> SUPPLIED PASSAGE:
Starting around 1960, tuna boats operating in the eastern Pacific Ocean began intentionally capturing dolphins in giant, circular, mile-long nets to harvest tuna which often swim below dolphin herds. By 1988, over seven million dolphins had been slaughtered during the setting and hauling of nets.
When biologist Sam LaBudde learned about the dolphin slaughter, he drove across the border to Mexico and managed to get hired by the owner of a Panamanian fishing boat. Once aboard he surreptitiously videotaped the dolphin slaughter. LaBudde's footage provided the first graphic evidence that tuna fishermen were indiscriminately slaughtering dolphins. LaBudde testified before the United States Congress and the footage was shown on national television, provoking outrage across the country. In the months that followed, LaBudde worked with the Earth Island Institute and the Marine Mammal Fund to launch the most successful consumer boycott in U.S. history. By spring of 1990, the three major tuna brands agreed to process only dolphin-safe tuna, resulting in a 95 percent reduction in dolphin kills.
For his efforts, Sam LaBudde was awarded the Goldman Environmental Prize in 1991.

> DATA PROVIDED:
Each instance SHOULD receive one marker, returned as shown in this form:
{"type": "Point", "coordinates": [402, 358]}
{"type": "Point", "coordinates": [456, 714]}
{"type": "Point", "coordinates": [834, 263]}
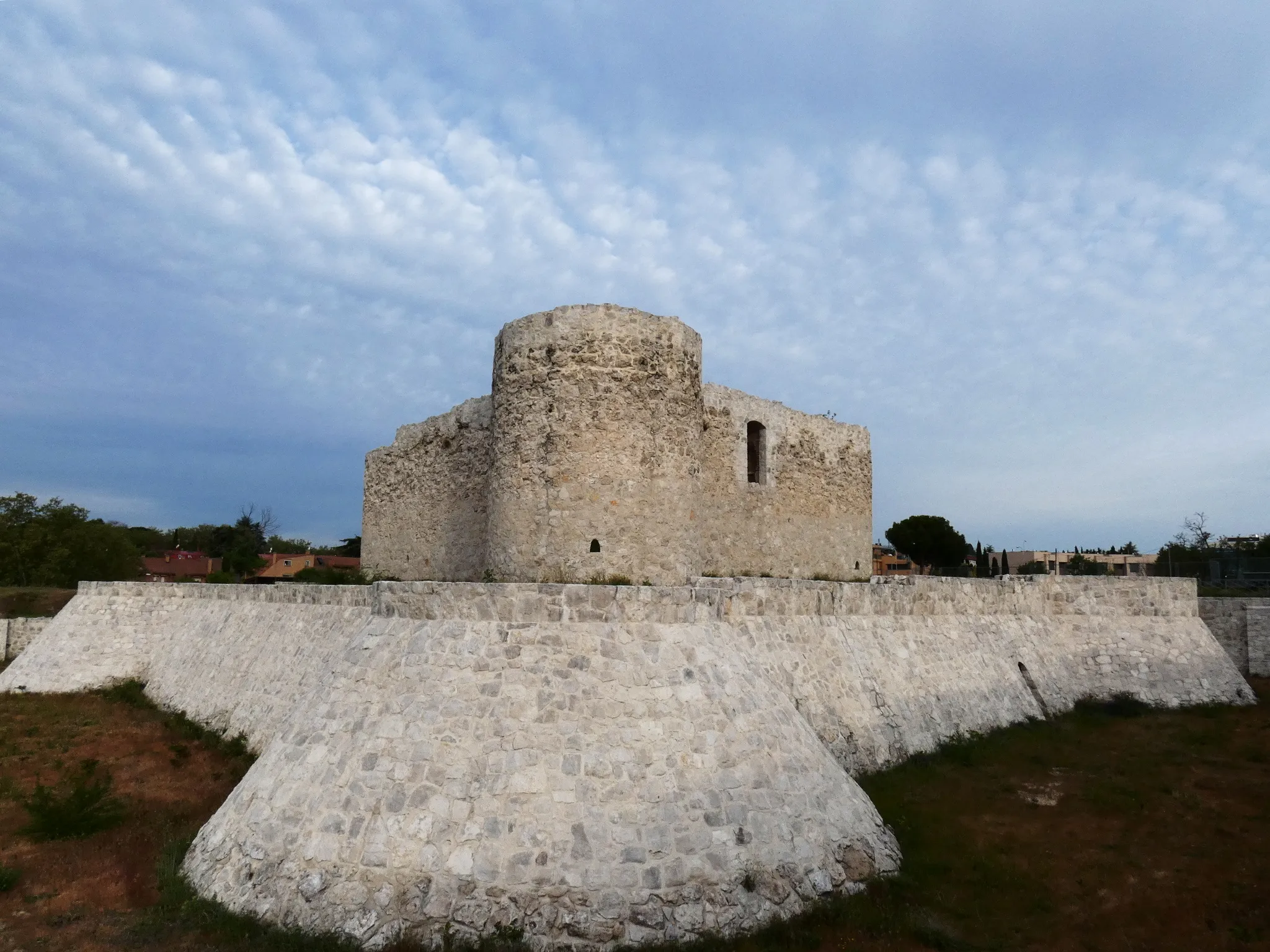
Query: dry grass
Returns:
{"type": "Point", "coordinates": [1110, 828]}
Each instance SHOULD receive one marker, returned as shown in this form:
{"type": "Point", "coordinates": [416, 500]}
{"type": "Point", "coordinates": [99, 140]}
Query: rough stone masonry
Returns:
{"type": "Point", "coordinates": [600, 452]}
{"type": "Point", "coordinates": [602, 763]}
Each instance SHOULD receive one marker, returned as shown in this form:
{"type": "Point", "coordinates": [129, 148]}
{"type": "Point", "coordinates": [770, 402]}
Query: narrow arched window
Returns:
{"type": "Point", "coordinates": [756, 452]}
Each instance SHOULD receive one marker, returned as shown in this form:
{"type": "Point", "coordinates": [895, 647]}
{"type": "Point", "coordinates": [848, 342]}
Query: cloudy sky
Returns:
{"type": "Point", "coordinates": [1028, 245]}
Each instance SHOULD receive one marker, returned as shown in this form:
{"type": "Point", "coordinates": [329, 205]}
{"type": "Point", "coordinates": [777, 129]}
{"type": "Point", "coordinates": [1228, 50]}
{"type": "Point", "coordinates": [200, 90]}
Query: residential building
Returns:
{"type": "Point", "coordinates": [179, 565]}
{"type": "Point", "coordinates": [1055, 563]}
{"type": "Point", "coordinates": [281, 566]}
{"type": "Point", "coordinates": [887, 562]}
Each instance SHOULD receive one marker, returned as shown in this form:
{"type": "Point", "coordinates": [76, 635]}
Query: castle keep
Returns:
{"type": "Point", "coordinates": [600, 452]}
{"type": "Point", "coordinates": [603, 764]}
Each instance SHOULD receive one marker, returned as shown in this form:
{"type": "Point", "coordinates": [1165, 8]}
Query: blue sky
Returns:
{"type": "Point", "coordinates": [1026, 245]}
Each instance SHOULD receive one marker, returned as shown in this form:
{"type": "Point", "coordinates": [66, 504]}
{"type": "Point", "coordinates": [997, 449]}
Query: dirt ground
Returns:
{"type": "Point", "coordinates": [1104, 829]}
{"type": "Point", "coordinates": [33, 602]}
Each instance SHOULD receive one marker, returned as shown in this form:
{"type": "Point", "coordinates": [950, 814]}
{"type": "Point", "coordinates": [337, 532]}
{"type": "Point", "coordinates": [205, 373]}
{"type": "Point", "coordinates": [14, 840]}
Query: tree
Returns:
{"type": "Point", "coordinates": [55, 544]}
{"type": "Point", "coordinates": [929, 541]}
{"type": "Point", "coordinates": [351, 546]}
{"type": "Point", "coordinates": [277, 544]}
{"type": "Point", "coordinates": [239, 546]}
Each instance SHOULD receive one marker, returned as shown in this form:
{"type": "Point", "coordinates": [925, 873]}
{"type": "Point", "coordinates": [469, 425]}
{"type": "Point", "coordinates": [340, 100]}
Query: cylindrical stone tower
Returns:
{"type": "Point", "coordinates": [596, 447]}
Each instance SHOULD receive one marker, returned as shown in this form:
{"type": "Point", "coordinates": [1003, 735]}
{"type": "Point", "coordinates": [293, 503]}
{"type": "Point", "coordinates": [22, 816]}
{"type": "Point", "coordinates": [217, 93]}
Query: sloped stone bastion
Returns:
{"type": "Point", "coordinates": [597, 763]}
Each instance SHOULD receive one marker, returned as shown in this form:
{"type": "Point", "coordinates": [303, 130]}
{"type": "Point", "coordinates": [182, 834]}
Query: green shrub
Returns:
{"type": "Point", "coordinates": [86, 806]}
{"type": "Point", "coordinates": [131, 692]}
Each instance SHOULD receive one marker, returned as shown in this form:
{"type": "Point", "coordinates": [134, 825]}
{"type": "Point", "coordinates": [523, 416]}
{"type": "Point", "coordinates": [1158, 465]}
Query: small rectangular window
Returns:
{"type": "Point", "coordinates": [756, 452]}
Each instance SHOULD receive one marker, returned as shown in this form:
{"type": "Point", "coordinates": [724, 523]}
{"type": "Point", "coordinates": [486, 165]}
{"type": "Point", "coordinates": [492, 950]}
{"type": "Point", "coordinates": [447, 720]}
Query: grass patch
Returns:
{"type": "Point", "coordinates": [83, 806]}
{"type": "Point", "coordinates": [180, 912]}
{"type": "Point", "coordinates": [134, 694]}
{"type": "Point", "coordinates": [32, 602]}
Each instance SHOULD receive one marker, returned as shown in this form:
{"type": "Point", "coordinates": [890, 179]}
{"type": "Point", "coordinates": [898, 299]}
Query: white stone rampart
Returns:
{"type": "Point", "coordinates": [234, 658]}
{"type": "Point", "coordinates": [1228, 621]}
{"type": "Point", "coordinates": [1258, 624]}
{"type": "Point", "coordinates": [16, 633]}
{"type": "Point", "coordinates": [597, 763]}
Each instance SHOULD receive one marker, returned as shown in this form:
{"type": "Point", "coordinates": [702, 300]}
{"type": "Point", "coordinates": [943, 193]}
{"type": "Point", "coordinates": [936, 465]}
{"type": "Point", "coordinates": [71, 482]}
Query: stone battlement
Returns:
{"type": "Point", "coordinates": [596, 763]}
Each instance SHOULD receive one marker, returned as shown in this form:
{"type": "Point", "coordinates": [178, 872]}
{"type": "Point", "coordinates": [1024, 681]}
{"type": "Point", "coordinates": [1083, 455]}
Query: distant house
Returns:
{"type": "Point", "coordinates": [1055, 563]}
{"type": "Point", "coordinates": [178, 565]}
{"type": "Point", "coordinates": [281, 566]}
{"type": "Point", "coordinates": [887, 562]}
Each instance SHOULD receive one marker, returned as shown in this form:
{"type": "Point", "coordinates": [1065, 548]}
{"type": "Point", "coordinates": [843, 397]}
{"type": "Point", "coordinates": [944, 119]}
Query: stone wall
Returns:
{"type": "Point", "coordinates": [597, 425]}
{"type": "Point", "coordinates": [597, 763]}
{"type": "Point", "coordinates": [1259, 640]}
{"type": "Point", "coordinates": [16, 633]}
{"type": "Point", "coordinates": [234, 658]}
{"type": "Point", "coordinates": [600, 433]}
{"type": "Point", "coordinates": [607, 763]}
{"type": "Point", "coordinates": [812, 512]}
{"type": "Point", "coordinates": [426, 498]}
{"type": "Point", "coordinates": [1228, 621]}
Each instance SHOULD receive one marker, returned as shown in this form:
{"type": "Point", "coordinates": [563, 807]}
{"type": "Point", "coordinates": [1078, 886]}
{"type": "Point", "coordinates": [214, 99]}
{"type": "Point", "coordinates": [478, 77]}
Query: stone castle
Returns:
{"type": "Point", "coordinates": [598, 763]}
{"type": "Point", "coordinates": [600, 452]}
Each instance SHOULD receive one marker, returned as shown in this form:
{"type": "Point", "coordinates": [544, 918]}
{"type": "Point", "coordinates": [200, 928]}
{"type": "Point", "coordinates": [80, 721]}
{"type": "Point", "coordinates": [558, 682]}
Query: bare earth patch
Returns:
{"type": "Point", "coordinates": [1110, 828]}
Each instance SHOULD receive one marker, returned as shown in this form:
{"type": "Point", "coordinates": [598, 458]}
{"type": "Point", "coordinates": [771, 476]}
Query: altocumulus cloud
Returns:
{"type": "Point", "coordinates": [242, 243]}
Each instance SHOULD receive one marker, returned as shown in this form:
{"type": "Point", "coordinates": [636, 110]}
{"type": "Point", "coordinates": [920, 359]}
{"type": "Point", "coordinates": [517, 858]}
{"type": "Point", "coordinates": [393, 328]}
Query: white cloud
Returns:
{"type": "Point", "coordinates": [339, 239]}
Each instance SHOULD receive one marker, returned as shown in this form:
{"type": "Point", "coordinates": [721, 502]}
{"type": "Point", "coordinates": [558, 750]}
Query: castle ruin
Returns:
{"type": "Point", "coordinates": [600, 452]}
{"type": "Point", "coordinates": [603, 764]}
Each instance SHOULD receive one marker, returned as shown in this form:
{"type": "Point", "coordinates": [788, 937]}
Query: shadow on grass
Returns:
{"type": "Point", "coordinates": [83, 806]}
{"type": "Point", "coordinates": [134, 694]}
{"type": "Point", "coordinates": [958, 890]}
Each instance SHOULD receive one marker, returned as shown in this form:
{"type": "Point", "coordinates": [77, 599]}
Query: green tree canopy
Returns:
{"type": "Point", "coordinates": [55, 544]}
{"type": "Point", "coordinates": [929, 541]}
{"type": "Point", "coordinates": [1082, 565]}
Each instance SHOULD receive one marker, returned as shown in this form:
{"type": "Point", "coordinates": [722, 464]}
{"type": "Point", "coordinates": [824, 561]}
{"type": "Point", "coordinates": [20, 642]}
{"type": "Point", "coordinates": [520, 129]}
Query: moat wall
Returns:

> EXERCISE INSTRUCTIONS:
1. In the passage on dolphin deaths in tuna fishing, what reduction in dolphin kills resulted from the agreement by the three major tuna brands?
2. Write the next paragraph of the passage on dolphin deaths in tuna fishing, following on from its final sentence.

> RESULTS OF THE EXERCISE:
1. A 95 percent reduction in dolphin kills.

2.
Months later LaBudde returned to sea, this time to document open-ocean driftnetting, a destructive fishing method using nets 50 to 60 kilometers long. With this video footage, LaBudde led a campaign that resulted in a 1992 United Nations resolution banning the use of driftnets. Later he also lobbied for the passage of legislation which banned imports of tuna that is not dolphin-safe into the nations of the European Community.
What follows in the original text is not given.